Stored entries:
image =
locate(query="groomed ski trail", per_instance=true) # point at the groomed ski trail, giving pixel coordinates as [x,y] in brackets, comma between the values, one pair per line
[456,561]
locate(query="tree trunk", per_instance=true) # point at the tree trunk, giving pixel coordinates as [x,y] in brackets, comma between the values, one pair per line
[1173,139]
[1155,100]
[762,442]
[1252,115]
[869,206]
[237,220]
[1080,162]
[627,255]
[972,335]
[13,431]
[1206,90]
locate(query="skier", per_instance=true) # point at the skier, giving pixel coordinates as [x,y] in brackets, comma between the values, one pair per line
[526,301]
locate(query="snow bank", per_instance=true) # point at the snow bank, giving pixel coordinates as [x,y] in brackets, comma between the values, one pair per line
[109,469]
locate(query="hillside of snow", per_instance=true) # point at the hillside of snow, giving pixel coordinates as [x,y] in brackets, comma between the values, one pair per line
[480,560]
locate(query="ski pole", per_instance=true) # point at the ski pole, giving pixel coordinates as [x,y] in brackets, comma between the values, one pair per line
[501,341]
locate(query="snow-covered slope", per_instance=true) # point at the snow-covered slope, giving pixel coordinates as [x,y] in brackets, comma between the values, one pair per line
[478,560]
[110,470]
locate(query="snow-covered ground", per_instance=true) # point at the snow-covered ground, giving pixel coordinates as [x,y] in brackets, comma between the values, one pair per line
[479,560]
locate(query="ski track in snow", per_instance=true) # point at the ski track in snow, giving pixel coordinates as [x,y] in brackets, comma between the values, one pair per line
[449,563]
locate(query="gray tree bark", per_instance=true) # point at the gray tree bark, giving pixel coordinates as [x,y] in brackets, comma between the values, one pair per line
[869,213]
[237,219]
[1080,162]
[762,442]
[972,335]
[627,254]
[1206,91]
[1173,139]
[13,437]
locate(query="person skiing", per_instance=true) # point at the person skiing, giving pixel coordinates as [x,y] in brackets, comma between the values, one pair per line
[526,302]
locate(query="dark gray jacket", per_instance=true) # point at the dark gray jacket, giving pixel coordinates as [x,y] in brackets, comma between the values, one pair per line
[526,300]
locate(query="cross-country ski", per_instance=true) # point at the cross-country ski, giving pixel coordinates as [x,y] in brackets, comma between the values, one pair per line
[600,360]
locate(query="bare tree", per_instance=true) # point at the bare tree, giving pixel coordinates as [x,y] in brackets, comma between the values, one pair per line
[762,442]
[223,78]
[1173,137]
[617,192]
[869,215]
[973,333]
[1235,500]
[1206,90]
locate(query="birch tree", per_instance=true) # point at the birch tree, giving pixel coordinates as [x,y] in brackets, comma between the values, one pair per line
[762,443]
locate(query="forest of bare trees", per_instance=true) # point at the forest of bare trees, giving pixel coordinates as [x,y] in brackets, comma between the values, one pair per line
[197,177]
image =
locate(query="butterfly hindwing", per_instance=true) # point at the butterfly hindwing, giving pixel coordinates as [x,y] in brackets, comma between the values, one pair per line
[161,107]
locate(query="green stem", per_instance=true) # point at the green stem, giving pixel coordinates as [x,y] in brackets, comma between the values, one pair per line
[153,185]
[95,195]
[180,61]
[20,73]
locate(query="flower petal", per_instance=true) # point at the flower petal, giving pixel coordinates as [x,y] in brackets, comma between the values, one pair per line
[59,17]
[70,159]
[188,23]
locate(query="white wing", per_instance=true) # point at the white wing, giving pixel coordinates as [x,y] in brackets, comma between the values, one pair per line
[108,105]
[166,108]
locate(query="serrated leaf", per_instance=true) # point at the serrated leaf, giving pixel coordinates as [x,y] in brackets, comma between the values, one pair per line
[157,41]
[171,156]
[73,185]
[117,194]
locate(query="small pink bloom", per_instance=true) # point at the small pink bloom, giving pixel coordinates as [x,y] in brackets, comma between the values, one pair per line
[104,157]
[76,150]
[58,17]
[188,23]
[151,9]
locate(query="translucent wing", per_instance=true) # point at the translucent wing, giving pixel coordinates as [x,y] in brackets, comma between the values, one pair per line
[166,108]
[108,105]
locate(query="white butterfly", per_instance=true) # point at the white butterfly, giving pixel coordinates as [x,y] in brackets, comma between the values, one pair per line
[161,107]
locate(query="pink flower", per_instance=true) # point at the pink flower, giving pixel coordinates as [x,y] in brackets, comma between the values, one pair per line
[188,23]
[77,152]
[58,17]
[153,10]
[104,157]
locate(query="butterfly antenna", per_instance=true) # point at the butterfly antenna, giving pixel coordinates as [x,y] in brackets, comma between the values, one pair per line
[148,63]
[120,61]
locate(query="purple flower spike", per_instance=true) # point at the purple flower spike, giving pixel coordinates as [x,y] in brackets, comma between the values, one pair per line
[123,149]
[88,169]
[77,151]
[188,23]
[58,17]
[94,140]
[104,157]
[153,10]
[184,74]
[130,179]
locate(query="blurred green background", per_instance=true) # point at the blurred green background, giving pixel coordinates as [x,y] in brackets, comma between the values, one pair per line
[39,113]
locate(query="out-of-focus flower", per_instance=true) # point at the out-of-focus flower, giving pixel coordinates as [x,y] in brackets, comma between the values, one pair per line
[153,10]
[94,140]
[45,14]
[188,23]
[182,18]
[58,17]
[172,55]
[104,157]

**The problem:**
Exactly reproduce the lines beginning with the one that contains "at the small" and ending with the last line of the material, both included. Leave out everything else.

**Answer to this task:**
locate(query="small pink bloom", per_instance=true) # point at the small pink bloom, giving pixel coordinates as [x,y] in brackets, comma between the values, one pair per line
[104,157]
[76,150]
[58,17]
[188,23]
[151,9]
locate(query="translucent wing", per_instance=true) # point at the translucent wing, giving pixel coordinates as [x,y] in brackets, comma between the values, one pair per line
[166,108]
[108,105]
locate(query="white butterfly", per_instance=true) # point at the white butterfly, giving pixel coordinates as [x,y] in brackets, comma between the values, one pair per line
[161,107]
locate(query="pink flower", per_instance=true) # point at the pink flower, giving pixel coordinates as [x,y] in brackets, comma between the values, one pair per line
[188,23]
[77,152]
[58,17]
[153,10]
[104,157]
locate(query="butterfly antenna", per_instance=true) # point at the butterfly antenna, giving pixel coordinates as [x,y] in brackets, comma between the values, one pair per line
[148,63]
[120,61]
locate(query="purple flower spike", per_instance=true) # point at the purple flower spike, giving pixel coordinates as [x,y] in brackets, comma between the values, one pair per line
[123,149]
[88,169]
[77,151]
[188,23]
[58,17]
[94,140]
[104,157]
[153,10]
[184,74]
[130,179]
locate(query="blurred green background", per_instance=true) # point at the blurred green background, giving pixel coordinates as [x,y] in brackets, comma between the values, one pair per line
[39,113]
locate(query="out-of-focus flower", per_instance=true) # point at the out-of-focus flower, giving pixel coordinates as [x,y] in brackets, comma between the values, one pair per line
[153,10]
[94,140]
[45,14]
[188,23]
[182,18]
[58,17]
[172,55]
[104,157]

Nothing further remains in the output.